» Task brief: For the listing below, return the line containing "626L377 527L248 545L254", the line containing "777L959 738L901 515L682", and all lines in between, exactly as written and nothing else.

» Information supplied:
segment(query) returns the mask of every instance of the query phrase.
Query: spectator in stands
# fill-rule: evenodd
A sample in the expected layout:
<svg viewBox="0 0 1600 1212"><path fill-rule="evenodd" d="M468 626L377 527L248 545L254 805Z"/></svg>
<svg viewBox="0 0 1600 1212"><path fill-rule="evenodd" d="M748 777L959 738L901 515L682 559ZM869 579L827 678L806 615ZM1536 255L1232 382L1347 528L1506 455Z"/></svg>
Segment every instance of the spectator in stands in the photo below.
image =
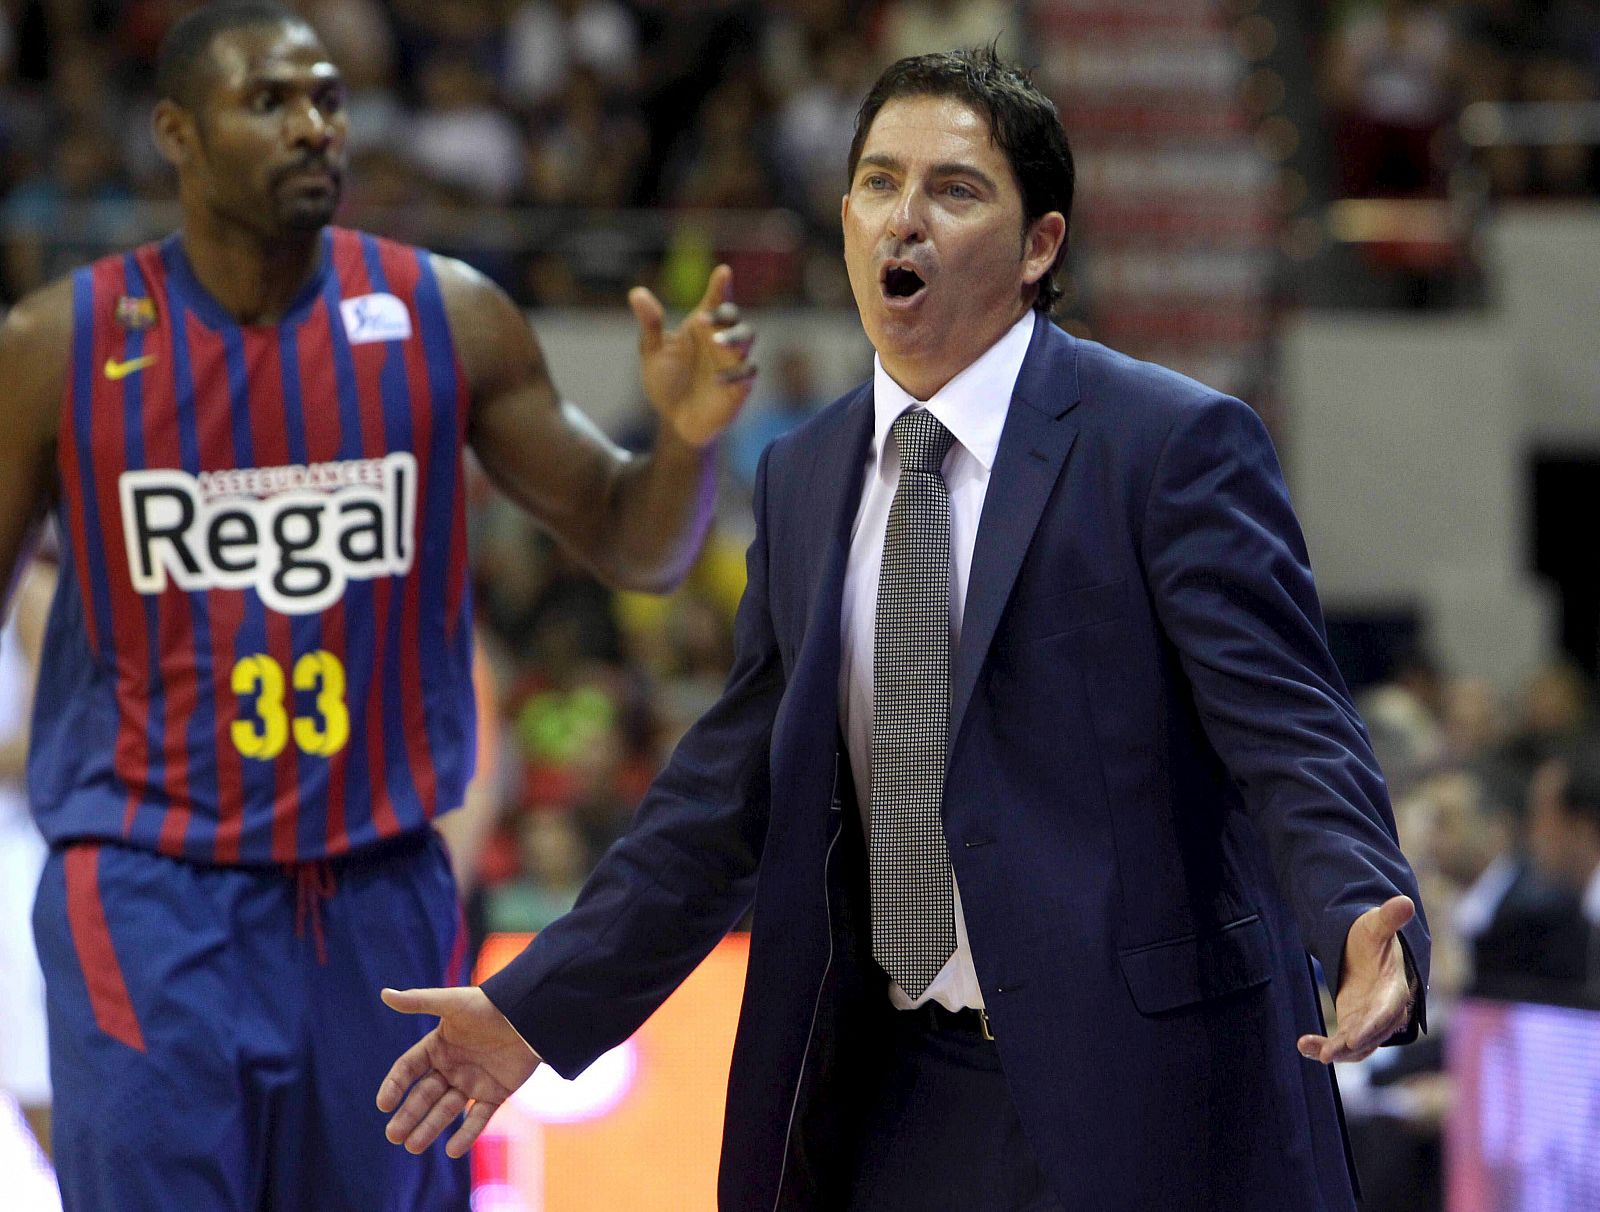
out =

» Response to this exercise:
<svg viewBox="0 0 1600 1212"><path fill-rule="evenodd" d="M468 626L377 527L248 545L254 805Z"/></svg>
<svg viewBox="0 0 1600 1212"><path fill-rule="evenodd" d="M748 777L959 738L901 515L682 559ZM869 579L827 678L806 615ZM1536 255L1232 382L1347 528L1506 455Z"/></svg>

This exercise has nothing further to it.